YOUR OBJECTIVE
Reproduce the listing word for word, leaving every picture behind.

AVAILABLE DATA

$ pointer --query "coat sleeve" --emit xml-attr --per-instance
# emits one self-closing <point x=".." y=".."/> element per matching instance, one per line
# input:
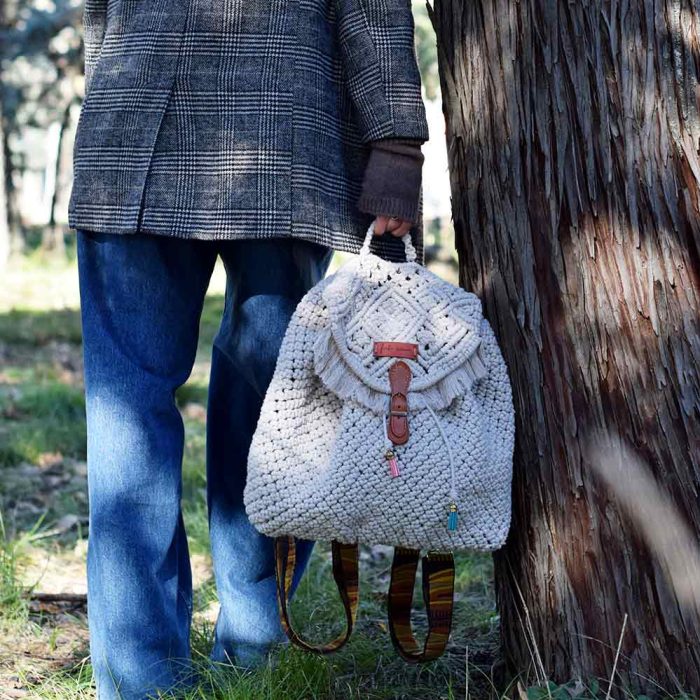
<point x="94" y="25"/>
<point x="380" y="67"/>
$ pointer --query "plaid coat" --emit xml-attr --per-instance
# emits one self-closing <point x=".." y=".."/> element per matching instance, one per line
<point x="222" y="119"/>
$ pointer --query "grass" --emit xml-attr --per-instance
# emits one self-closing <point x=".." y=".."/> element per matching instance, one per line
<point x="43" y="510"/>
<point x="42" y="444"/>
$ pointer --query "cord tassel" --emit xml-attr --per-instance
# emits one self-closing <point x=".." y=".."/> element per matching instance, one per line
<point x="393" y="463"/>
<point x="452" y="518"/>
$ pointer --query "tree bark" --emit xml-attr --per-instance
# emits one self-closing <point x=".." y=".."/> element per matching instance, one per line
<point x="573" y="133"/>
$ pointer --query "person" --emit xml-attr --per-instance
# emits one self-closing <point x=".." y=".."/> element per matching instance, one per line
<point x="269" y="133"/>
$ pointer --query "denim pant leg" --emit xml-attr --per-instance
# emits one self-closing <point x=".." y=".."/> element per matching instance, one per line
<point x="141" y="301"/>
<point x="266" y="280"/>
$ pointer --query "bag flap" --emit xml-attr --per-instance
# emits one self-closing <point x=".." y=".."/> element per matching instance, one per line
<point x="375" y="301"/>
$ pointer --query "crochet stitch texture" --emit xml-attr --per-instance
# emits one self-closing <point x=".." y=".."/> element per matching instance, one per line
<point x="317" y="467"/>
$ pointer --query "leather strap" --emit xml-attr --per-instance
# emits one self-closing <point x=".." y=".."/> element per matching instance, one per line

ANSWER
$ pointer --query "coat sleeve" --emit xml-attr --per-instance
# emits one self-closing <point x=".." y=".."/> element per matching instance, one per line
# input:
<point x="94" y="25"/>
<point x="380" y="67"/>
$ pointer --query "plaid coat" --emit xml-attr --per-instance
# emits one self-closing <point x=".." y=".."/> element per matching instance, one per line
<point x="222" y="119"/>
$ pointer --query "grass" --emit xml-attr --per-instance
# emits one self-closing <point x=".." y=".."/> element per matching instance, one per line
<point x="43" y="510"/>
<point x="42" y="444"/>
$ pointer --query "cord tassel" --emit xml-attr --per-instance
# emits one self-closing <point x=".." y=".."/> element per matching instance, one per line
<point x="393" y="463"/>
<point x="452" y="518"/>
$ pointer --query "tree bark" --emit xml-attr --per-instance
# emits one self-closing <point x=".." y=".."/> element per matching instance, one per line
<point x="573" y="133"/>
$ pointer --query "person" --emit xml-attr --per-instance
# emits one self-closing <point x=".." y=".."/> element per matching instance, one per line
<point x="269" y="133"/>
$ pointer --query "denim pant leg" --emit xml-attr --per-instance
# emits one self-closing <point x=".." y=".."/> element per matching instance, one per line
<point x="141" y="301"/>
<point x="266" y="280"/>
$ pointer --query "bag flap" --emit xml-attr --per-instance
# emits one self-closing <point x=".." y=".."/> element per matching instance, one per line
<point x="375" y="301"/>
$ pointer --query "crochet stitch texture" --emit xml-attr --per-instance
# emits one self-closing <point x=".." y=".."/> element per matching instance, one per line
<point x="317" y="467"/>
$ pointer --query "leather strap" --emit xml-attr --per-instance
# emits one self-closing <point x=".." y=".."/> element per matching instance, one per line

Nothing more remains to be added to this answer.